▸ **WHAT YOU HAVE TO DO**:
Update the records by changing "grout line" to "joint" and keeping everything else the same. Leave the pictures out of your answer.

▸ **Collected data entries**:
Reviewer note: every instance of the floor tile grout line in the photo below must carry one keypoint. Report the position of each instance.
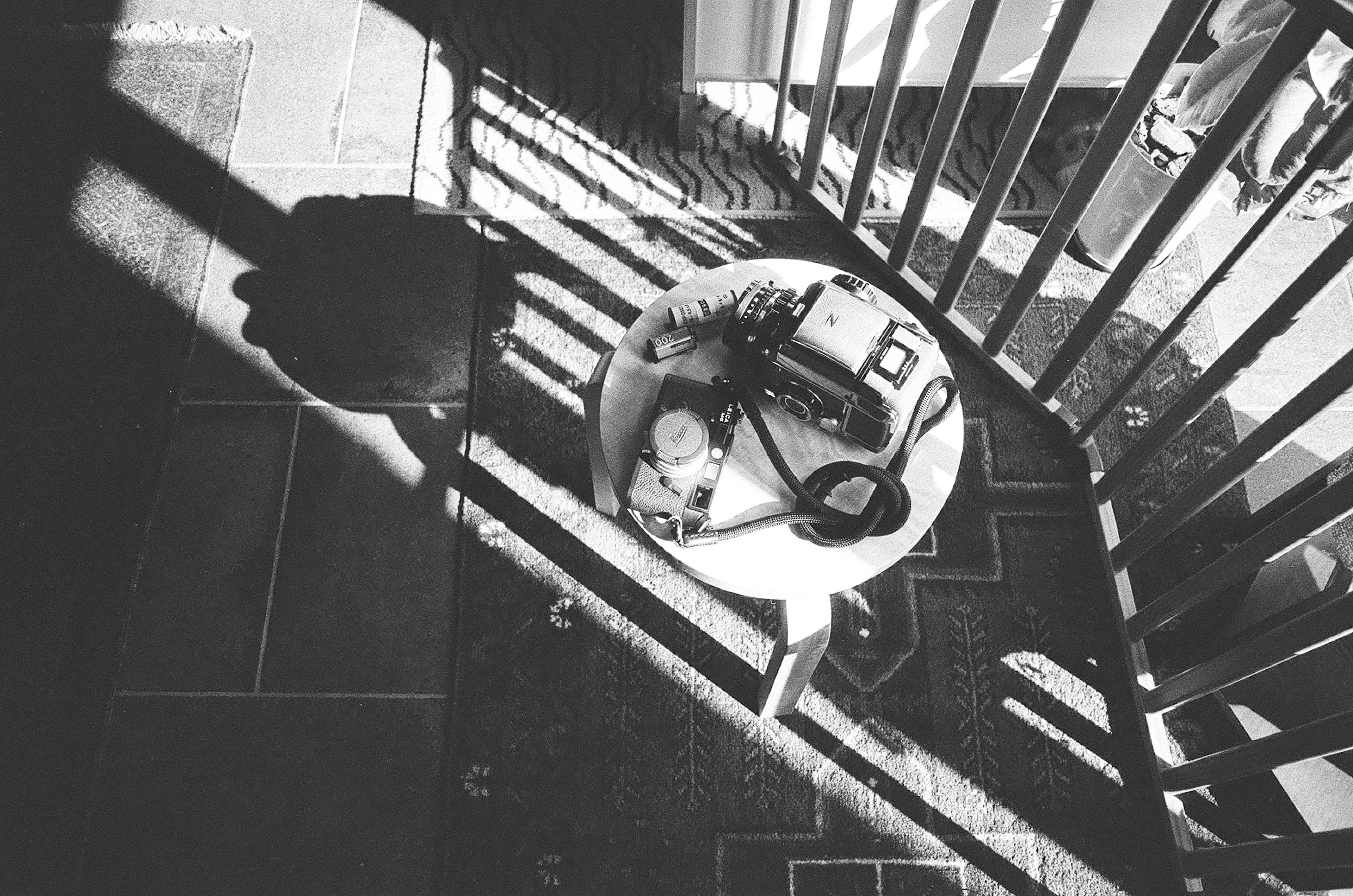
(347, 87)
(277, 549)
(254, 695)
(324, 166)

▸ **SOLVED EXERCISE**:
Reviewer note: every instance of the floor tile joint in the photo below must carry one keypoint. Report the position of each instance.
(347, 87)
(277, 549)
(254, 695)
(324, 166)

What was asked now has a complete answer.